» **TASK INSTRUCTIONS**: Quote the full text about the garden column rebuttal word for word.

» **TEXT SHOWN**:
___

The offending column. My happy go lucky Deep Roots piece in the July/August 2019 issue of Horticulture Magazine.
The rebuttal that broke me. https://www.google.com/search?q=the+gulf+stream&source=lnms&tbm=isch&sa=X&ved=0ahUKEwil7p2q9IDkAhUbCM0KHUj3CYQQ_AUIESgB&biw=1006&bih=563#imgrc=zk5ACnjGVOKjYM:
I must admit I was rocked by Marianne’s withering rebuttal, Dismiss British Garden Writers? Absurd. (Guest Rant, July 18, 2019, https://www.gardenrant.com/2019/07/dismiss-british-garden-writers-absurd.html). Came out of nowhere, appearing, even, right here on Garden Rant, my home turf. For I, too, had enjoyed our visits, including a lovely dinner (thankfully one without peaches or peas), and delighted in good-natured repartee at a speaking engagement. But her piece landed some pretty heavy punches and, sadly, derailed whatever confidence and momentum I had managed to patch together since being bullied in my childhood. Oh, and after the loss of our beloved little black dog, Basil.[iii] Oh, and since surviving cancer.[iv]
Best little black dog ever!

___

» **Data entries**:

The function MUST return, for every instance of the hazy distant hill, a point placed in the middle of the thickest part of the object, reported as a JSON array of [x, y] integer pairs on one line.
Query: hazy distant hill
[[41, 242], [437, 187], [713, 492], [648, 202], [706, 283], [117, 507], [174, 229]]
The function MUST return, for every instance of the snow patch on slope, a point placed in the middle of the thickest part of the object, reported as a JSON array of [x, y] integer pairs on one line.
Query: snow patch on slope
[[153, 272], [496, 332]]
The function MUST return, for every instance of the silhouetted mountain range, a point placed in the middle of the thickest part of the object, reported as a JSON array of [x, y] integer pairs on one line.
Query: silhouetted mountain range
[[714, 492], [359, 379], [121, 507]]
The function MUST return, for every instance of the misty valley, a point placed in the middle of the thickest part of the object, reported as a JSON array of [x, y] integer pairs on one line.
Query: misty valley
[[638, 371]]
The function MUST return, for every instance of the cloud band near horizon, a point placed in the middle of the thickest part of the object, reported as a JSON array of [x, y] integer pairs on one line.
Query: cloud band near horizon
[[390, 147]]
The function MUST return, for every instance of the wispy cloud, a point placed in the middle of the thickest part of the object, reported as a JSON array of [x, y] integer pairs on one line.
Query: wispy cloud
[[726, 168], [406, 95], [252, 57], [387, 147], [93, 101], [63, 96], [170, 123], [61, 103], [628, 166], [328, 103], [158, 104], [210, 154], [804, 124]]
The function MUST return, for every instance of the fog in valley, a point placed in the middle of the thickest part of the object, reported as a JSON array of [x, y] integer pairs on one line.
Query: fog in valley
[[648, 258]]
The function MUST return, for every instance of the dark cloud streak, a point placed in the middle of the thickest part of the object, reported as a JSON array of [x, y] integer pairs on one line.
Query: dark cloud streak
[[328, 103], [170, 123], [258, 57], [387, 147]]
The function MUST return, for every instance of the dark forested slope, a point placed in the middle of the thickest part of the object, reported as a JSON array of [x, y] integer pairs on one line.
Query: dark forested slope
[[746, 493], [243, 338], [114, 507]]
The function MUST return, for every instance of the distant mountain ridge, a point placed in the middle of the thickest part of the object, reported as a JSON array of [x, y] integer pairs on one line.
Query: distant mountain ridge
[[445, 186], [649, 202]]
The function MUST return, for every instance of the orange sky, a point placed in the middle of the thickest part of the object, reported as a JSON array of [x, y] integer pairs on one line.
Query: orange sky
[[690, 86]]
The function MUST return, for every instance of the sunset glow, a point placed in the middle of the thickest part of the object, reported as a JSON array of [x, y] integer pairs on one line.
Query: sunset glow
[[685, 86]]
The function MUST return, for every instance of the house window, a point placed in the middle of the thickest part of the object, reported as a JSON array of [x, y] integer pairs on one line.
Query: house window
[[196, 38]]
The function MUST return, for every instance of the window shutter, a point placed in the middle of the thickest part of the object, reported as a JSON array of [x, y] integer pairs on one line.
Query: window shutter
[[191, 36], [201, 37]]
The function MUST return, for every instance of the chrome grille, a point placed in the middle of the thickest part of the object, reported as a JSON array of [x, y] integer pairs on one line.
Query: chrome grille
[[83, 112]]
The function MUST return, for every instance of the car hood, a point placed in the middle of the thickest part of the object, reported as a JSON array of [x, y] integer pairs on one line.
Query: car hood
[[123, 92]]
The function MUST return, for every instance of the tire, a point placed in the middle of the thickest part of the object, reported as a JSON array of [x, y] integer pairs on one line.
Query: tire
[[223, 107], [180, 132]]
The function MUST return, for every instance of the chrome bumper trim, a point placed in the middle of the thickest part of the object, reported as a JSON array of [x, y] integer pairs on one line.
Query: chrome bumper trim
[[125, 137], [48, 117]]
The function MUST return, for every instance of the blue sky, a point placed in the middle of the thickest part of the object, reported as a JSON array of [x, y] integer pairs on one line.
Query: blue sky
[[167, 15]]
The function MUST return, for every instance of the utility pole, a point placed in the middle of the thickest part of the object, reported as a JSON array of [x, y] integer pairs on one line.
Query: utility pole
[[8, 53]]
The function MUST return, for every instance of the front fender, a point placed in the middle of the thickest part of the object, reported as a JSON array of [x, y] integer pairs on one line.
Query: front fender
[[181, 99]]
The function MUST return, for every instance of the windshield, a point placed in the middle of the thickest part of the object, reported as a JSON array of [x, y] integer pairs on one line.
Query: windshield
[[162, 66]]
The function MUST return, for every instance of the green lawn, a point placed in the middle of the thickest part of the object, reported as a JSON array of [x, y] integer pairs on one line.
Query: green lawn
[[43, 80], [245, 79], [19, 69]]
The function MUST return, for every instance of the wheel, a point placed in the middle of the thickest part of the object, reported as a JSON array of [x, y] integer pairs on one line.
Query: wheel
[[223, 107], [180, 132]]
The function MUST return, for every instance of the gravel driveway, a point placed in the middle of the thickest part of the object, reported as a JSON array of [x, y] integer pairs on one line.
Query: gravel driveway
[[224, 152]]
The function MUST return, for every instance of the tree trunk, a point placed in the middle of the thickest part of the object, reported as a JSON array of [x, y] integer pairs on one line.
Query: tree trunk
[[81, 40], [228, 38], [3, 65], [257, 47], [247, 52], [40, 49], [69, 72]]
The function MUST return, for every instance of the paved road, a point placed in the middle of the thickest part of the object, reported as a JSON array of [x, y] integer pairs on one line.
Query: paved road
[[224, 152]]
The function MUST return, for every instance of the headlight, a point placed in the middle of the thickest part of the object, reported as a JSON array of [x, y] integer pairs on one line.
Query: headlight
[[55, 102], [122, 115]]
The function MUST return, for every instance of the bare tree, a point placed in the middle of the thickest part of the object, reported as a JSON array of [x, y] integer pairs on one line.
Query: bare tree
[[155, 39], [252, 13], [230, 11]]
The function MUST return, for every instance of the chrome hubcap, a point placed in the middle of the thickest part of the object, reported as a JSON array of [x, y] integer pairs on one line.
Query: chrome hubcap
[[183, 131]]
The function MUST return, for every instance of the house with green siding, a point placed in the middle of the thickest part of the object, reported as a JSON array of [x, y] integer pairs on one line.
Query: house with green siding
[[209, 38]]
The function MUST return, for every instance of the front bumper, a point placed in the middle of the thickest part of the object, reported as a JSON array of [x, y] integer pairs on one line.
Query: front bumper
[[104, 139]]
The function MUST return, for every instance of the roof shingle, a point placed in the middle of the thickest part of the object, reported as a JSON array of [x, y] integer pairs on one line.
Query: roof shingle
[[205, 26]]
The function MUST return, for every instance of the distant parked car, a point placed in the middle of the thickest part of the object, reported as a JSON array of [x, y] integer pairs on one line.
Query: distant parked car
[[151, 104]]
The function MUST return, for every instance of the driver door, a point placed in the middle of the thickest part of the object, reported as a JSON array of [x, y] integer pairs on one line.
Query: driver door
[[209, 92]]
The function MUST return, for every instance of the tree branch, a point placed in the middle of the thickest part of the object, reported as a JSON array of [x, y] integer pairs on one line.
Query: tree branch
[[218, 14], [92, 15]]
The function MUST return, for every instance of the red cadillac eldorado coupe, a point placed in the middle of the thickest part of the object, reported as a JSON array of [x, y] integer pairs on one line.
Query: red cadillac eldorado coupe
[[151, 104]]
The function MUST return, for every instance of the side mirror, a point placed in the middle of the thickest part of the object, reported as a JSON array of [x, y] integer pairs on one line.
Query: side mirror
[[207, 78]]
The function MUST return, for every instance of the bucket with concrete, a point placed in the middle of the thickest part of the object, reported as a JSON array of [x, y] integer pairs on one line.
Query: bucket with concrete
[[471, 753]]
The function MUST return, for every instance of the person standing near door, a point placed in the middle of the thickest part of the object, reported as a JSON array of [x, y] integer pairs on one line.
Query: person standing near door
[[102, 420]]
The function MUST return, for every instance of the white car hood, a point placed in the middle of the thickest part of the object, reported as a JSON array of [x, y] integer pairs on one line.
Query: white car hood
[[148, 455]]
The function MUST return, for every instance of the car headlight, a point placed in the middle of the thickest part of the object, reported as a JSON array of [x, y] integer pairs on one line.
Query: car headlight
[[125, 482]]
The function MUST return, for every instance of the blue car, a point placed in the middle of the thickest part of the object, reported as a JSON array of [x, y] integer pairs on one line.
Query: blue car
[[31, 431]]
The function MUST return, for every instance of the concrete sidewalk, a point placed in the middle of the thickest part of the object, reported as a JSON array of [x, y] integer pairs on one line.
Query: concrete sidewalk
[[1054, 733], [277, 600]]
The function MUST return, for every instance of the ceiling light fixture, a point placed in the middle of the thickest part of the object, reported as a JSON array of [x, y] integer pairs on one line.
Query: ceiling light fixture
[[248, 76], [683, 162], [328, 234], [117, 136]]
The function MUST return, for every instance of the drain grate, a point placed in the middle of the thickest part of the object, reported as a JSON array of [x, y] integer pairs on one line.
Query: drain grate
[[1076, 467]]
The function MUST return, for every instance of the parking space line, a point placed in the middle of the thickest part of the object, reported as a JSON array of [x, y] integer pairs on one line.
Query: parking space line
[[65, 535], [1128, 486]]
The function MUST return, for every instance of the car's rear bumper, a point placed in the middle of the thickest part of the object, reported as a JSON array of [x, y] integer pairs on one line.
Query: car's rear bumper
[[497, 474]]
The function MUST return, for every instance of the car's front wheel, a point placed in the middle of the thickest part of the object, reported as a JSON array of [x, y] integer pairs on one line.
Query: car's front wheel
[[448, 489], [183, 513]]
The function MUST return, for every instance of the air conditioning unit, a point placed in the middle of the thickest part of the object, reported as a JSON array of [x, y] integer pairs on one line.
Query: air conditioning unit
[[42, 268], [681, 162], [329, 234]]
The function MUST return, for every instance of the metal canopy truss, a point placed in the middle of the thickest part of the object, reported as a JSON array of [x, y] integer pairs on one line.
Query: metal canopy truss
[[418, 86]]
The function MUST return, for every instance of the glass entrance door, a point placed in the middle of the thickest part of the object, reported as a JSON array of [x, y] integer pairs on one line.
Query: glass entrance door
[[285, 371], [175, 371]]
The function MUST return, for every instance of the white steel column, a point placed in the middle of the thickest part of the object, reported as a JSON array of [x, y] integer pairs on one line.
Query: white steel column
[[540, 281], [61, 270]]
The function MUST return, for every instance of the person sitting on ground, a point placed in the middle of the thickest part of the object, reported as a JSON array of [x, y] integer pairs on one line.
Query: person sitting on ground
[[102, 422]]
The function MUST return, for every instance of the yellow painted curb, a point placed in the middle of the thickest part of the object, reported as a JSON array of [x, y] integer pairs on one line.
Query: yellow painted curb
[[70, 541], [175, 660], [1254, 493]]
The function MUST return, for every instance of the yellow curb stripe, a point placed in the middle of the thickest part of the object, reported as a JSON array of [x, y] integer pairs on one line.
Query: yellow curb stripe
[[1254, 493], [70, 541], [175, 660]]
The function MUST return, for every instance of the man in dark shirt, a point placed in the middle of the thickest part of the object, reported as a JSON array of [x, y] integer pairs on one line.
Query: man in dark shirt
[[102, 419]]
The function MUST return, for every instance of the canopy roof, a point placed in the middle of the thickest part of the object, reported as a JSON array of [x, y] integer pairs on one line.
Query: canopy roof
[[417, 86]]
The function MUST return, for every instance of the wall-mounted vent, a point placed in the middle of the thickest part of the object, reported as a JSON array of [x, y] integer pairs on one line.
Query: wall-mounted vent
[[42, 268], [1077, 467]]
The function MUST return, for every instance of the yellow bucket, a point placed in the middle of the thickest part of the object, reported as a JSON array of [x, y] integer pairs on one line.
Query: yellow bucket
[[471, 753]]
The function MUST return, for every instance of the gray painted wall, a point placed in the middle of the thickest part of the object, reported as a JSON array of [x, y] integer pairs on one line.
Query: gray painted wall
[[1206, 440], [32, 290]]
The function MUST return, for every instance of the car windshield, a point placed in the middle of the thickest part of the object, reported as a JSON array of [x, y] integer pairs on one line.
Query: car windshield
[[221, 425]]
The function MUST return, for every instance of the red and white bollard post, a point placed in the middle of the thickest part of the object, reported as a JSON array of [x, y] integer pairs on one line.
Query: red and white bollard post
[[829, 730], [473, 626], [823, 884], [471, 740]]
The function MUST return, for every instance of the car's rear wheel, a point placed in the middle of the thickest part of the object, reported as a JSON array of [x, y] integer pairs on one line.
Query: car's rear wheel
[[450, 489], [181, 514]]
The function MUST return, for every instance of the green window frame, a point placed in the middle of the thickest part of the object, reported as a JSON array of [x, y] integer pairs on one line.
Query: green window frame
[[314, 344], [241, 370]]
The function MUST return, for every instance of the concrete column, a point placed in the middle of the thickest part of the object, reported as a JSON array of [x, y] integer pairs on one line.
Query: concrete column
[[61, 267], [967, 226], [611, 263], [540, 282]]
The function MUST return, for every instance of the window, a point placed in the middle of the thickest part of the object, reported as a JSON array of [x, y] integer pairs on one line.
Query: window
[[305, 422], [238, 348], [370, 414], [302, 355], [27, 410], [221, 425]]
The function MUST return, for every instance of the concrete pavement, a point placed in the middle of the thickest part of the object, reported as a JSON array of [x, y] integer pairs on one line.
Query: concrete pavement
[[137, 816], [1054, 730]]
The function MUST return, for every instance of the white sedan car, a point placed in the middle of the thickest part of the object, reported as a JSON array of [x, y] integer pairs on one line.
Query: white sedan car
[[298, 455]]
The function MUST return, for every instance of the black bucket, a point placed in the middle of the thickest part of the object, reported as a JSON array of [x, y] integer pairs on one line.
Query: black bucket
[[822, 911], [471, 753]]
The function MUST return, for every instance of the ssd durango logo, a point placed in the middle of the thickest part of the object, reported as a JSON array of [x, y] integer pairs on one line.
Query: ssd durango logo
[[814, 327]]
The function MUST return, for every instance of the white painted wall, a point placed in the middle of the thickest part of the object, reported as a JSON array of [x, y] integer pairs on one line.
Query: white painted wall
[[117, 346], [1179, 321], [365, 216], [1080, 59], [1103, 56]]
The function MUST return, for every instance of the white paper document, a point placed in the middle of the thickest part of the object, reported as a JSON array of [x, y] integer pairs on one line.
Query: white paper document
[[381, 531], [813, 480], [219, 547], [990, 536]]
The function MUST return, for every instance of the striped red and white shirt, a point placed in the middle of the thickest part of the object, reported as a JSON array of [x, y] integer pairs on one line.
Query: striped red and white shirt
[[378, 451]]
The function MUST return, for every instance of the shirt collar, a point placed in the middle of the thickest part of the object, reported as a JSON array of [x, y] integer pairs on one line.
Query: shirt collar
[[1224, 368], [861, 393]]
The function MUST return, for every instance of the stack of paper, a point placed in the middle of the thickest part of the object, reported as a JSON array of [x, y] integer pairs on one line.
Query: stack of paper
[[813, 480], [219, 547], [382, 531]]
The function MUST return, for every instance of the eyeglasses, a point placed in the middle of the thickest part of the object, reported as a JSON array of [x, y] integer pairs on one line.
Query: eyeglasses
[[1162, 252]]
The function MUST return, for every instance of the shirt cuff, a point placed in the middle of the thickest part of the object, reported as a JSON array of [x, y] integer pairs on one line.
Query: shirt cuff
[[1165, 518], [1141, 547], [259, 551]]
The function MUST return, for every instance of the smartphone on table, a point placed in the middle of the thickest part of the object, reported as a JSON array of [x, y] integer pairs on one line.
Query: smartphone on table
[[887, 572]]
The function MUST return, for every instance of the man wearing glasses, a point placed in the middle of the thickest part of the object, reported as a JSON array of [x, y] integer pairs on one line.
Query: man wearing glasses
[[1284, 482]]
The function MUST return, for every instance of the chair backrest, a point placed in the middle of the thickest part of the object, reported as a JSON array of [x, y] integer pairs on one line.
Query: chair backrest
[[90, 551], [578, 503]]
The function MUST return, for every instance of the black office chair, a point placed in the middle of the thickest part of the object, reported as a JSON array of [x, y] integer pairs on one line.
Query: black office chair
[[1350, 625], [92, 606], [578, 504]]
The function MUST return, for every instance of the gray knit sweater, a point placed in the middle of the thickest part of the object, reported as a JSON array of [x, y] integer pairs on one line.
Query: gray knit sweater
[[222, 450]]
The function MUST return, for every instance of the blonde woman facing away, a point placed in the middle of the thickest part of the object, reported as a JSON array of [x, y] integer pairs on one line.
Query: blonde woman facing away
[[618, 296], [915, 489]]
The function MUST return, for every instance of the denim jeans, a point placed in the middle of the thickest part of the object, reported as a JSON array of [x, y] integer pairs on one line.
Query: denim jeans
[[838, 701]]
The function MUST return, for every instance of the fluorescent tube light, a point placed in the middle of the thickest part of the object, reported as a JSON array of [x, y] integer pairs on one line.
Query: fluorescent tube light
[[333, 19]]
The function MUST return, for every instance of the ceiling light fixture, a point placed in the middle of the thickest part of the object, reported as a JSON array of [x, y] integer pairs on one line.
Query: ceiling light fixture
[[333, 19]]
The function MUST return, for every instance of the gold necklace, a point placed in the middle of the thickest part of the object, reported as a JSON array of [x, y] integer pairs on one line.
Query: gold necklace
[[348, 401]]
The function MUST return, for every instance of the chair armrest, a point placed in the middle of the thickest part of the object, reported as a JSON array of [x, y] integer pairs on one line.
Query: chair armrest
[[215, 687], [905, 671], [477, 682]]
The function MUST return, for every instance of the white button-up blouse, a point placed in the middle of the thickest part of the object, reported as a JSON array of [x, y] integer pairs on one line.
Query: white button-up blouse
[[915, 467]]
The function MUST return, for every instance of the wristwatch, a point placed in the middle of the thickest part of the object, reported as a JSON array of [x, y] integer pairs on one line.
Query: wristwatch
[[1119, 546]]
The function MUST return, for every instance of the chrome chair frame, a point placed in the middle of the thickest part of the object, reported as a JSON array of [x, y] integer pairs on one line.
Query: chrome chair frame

___

» **OUTPUT**:
The offending column. My happy go lucky Deep Roots piece in the July/August 2019 issue of Horticulture Magazine.
The rebuttal that broke me. https://www.google.com/search?q=the+gulf+stream&source=lnms&tbm=isch&sa=X&ved=0ahUKEwil7p2q9IDkAhUbCM0KHUj3CYQQ_AUIESgB&biw=1006&bih=563#imgrc=zk5ACnjGVOKjYM:
I must admit I was rocked by Marianne’s withering rebuttal, Dismiss British Garden Writers? Absurd. (Guest Rant, July 18, 2019, https://www.gardenrant.com/2019/07/dismiss-british-garden-writers-absurd.html). Came out of nowhere, appearing, even, right here on Garden Rant, my home turf. For I, too, had enjoyed our visits, including a lovely dinner (thankfully one without peaches or peas), and delighted in good-natured repartee at a speaking engagement. But her piece landed some pretty heavy punches and, sadly, derailed whatever confidence and momentum I had managed to patch together since being bullied in my childhood. Oh, and after the loss of our beloved little black dog, Basil.[iii] Oh, and since surviving cancer.[iv]
Best little black dog ever!